Problem requirements: Write each line out exactly, leaving none out.

Data provided:

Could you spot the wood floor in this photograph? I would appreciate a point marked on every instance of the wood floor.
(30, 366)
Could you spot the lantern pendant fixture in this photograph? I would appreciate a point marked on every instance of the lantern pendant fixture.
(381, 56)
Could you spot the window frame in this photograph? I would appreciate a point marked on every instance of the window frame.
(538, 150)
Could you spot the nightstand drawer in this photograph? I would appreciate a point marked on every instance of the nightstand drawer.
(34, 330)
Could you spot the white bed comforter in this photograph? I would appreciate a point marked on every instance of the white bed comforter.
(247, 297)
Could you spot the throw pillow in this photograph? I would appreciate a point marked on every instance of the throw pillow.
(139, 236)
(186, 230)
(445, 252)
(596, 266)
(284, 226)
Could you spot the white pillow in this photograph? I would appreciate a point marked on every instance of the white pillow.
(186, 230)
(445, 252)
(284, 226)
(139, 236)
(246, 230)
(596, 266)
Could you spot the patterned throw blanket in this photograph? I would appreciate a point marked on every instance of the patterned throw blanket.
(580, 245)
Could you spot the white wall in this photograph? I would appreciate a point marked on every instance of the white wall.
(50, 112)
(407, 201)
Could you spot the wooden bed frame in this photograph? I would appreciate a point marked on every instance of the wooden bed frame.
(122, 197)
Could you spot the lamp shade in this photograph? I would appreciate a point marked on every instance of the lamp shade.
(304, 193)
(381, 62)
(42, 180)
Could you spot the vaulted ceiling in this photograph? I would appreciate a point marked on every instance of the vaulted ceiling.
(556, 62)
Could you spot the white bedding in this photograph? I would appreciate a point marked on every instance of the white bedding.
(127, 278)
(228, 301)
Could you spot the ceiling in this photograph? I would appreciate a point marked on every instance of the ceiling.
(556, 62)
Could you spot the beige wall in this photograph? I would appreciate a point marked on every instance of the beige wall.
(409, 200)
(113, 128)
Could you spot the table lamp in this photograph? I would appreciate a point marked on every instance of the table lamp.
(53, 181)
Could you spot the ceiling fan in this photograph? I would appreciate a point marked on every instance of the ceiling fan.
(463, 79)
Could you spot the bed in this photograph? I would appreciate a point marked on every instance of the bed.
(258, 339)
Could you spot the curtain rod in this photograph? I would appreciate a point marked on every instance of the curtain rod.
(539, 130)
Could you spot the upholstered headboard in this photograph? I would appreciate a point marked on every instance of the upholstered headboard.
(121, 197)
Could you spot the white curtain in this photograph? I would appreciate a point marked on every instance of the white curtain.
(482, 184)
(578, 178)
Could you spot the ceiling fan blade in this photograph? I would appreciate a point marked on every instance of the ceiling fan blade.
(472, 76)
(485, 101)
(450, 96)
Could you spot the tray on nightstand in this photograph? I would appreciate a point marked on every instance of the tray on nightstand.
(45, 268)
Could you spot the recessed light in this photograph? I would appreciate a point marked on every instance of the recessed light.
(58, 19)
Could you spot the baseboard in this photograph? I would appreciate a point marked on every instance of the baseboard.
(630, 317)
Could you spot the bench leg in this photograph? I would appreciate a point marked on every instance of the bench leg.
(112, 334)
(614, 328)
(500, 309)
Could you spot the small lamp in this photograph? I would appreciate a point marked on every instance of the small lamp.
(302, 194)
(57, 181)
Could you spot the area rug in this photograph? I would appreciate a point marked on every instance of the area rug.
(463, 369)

Expected answer:
Could you spot the wood floor in this photograph? I would appreciate a point marked on every instance of the wood floor.
(30, 366)
Could you spot the lantern pendant fixture in this photograph? I would appreciate a point marked on every instance of the lantern pendant fixture.
(381, 56)
Could you spot the window frame in this photograph? I would appreciate a point marked on every instance of the window frame.
(538, 150)
Could you spot the nightstand drawer in this photograph? I would appreciate a point marked on every instance of the nightstand drawer.
(34, 330)
Could you spot the white bed comforter in this photograph? I would appreciate a point marked on every instance of the white bed comforter.
(247, 297)
Could you spot the throw pillow in this photograph? I would appreciate a point marked on every instance of the throw pillow.
(139, 236)
(186, 230)
(445, 252)
(596, 266)
(284, 226)
Could you spot the white pillow in this photograph? I would appreciate a point marked on every instance of the white pillow.
(186, 230)
(445, 252)
(284, 226)
(139, 236)
(246, 230)
(596, 266)
Could you spot the patterned throw blanket in this photograph? I would appreciate a point marked on every instance of the patterned throw blanket.
(580, 245)
Could you spot the white wall in this photograph? I would appreciate a point marked on every instance of the white wall.
(50, 112)
(407, 201)
Could you spot the wooden bed frame in this photograph? I would appreciate a point marked on every instance of the wooden bed frame.
(122, 197)
Could you spot the lamp shade in this photograph? I would appreciate a point marked on every instance of the lamp shade.
(304, 193)
(381, 62)
(42, 180)
Could you spot the vaulted ceiling in this photograph? I would appreciate a point marked on every instance of the vaulted ceiling.
(556, 62)
Could you spot the white bedding in this photograph? I would appreciate a point marked on every instance of the white bedding.
(127, 278)
(228, 301)
Could you spot the ceiling in this photograph? I would appreciate a point marked on every instance of the ceiling.
(556, 62)
Could you spot the beige wall in this photograph? I would appreciate a point marked on every instance of the beige wall.
(409, 200)
(113, 128)
Could you spot the table lamp in this photograph? I would appreciate a point marked on every instance of the table lamp.
(53, 181)
Could you spot the ceiling fan in this photograph? I would appreciate a point marked on every instance of the ceiling fan.
(463, 79)
Could you spot the bed in this photograph? I would appreciate a point marked on every instance of the bed.
(258, 339)
Could you spot the curtain rod in this photograph? I would appreciate a point marked on every instance of the curtain rod.
(539, 130)
Could you spot the upholstered headboard in this photograph? I would appreciate a point marked on every instance of the upholstered headboard.
(121, 197)
Could you spot the white curtain in this photograph? I would appreciate a point marked on every instance of the white curtain.
(482, 184)
(578, 178)
Could you spot the ceiling fan blade in this photograph? I would appreciate a point marked on every instance of the ceiling fan blade.
(472, 76)
(485, 101)
(450, 96)
Could you spot the tray on nightstand in this photograph? I would appreciate a point marked on every instance of the tray on nightstand.
(45, 268)
Could you spot the recessed light in this photograph? I would appreciate a point marked on every instance of the recessed light.
(58, 19)
Could you spot the baseboard in this photograph? I would appreciate a point marked on every instance of the baseboard.
(630, 317)
Could you spot the bench leg in this photograph? I would appreciate a point marked on every instance of the bench leg.
(112, 334)
(614, 328)
(500, 309)
Could you spot the small lamp in this photograph? I would appreciate a point marked on every instance of the small lamp.
(302, 194)
(57, 181)
Could you spot the area rug in this photograph? I would appreciate a point marked on every instance of the area rug.
(463, 369)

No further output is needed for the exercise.